DO THIS: Please decide whether each statement agrees with the Docker image tool text, and for each one give yes or no with the deciding words of the text quoted: (a) The -R flag builds a PySpark image. (b) With the -X flag, images are pushed automatically during the build. (c) For development builds, the temporary build context stays in place after the script exits.

+++ SUPPLIED TEXT +++

Implementation:Apache Spark Docker Image Tool
| Metadata | Value |
|---|---|
| Source | Repo: Apache Spark |
| Domains | Kubernetes, Containerization |
| Type | API Doc |
| Related | Principle:Apache_Spark_Container_Image_Build |
Overview
Shell script that builds and pushes Docker images for Spark, PySpark, and SparkR on Kubernetes.
Description
bin/docker-image-tool.sh builds Docker images from the Spark distribution. It supports building a base Spark image, a PySpark image (via the -p flag with a Python Dockerfile), and a SparkR image (via the -R flag). The -X flag enables cross-platform builds using docker buildx, which automatically pushes images as part of the build process.
For development builds (when no RELEASE file is present), the script creates a temporary build context directory at $SPARK_HOME/target/tmp/docker to avoid uploading the entire source tree to the Docker daemon. This context is automatically cleaned up on exit via a trap handler.

+++ SOURCE MATERIAL +++

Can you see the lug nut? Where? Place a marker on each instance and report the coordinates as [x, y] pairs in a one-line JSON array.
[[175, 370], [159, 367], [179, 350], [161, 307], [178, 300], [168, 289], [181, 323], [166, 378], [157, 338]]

+++

ANSWER BELOW:
(a) No: "a PySpark image (via the -p flag with a Python Dockerfile)"
(b) Yes: "which automatically pushes images as part of the build process"
(c) No: "This context is automatically cleaned up on exit via a trap handler."